Extract every line of the entries below word for word, omitting the pictures.

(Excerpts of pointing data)

┌──

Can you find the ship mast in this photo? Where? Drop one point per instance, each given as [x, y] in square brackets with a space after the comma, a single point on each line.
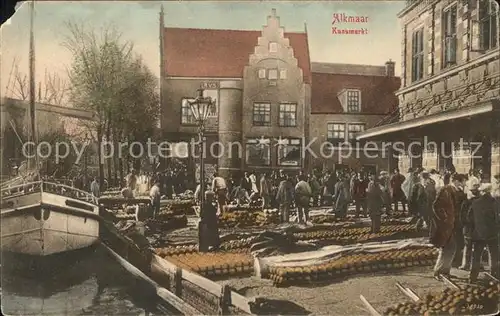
[32, 105]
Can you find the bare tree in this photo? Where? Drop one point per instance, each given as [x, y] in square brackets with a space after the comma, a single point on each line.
[107, 80]
[53, 90]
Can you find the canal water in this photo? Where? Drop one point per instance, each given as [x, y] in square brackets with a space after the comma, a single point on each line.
[88, 283]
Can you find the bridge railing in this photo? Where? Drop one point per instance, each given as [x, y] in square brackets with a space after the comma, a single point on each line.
[49, 187]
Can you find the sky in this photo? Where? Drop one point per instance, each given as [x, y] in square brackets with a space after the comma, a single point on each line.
[138, 21]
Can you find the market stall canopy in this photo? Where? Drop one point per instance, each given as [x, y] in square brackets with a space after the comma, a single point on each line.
[389, 130]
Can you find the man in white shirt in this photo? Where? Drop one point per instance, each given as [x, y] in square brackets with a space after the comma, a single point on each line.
[303, 194]
[472, 181]
[155, 196]
[94, 188]
[220, 188]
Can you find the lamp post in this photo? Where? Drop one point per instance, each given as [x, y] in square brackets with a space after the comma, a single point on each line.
[200, 108]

└──

## EXERCISE RESULT
Can you find the ship mast in this photo? Where? Drop one point per instance, each given as [x, y] in square brackets with a space after the comma, a single point on each line.
[32, 105]
Can you find the bare tree in this photo? Where? Drop one point per instance, each given as [x, y] in square brackets with a space after the comma, a single point on each line.
[107, 80]
[53, 90]
Can you find the canal water in this photo? Where? Drop one point per instance, each given as [x, y] in square brackets with a space after the comma, a single point on each line.
[88, 283]
Can you find the bridge railing in this photo? Where? Drop one point per instance, each given as [x, y] in square brackets with a space after the comma, a single point on each line.
[49, 187]
Can you find the sky in this photo? Where? Drop one point per instance, each given as [x, y] in square brackets with a space after the comma, a single point on each line.
[138, 21]
Can you find the market stall canopy in this photo? Where? Drop one point per instance, each given as [x, y] in square brackets with a space after the comma, a single point on each line.
[389, 130]
Can you find the man in white shirt in this photo? Where? Drop one point per instance, each given as [x, y] in square brackets with a space after the comma, a single point on each line.
[303, 194]
[472, 181]
[155, 196]
[94, 188]
[220, 188]
Can you find the lamp post in this photo? Where? Drop one point per instance, each given as [x, y] in square brackets with a space after the comma, a single point on each line.
[200, 108]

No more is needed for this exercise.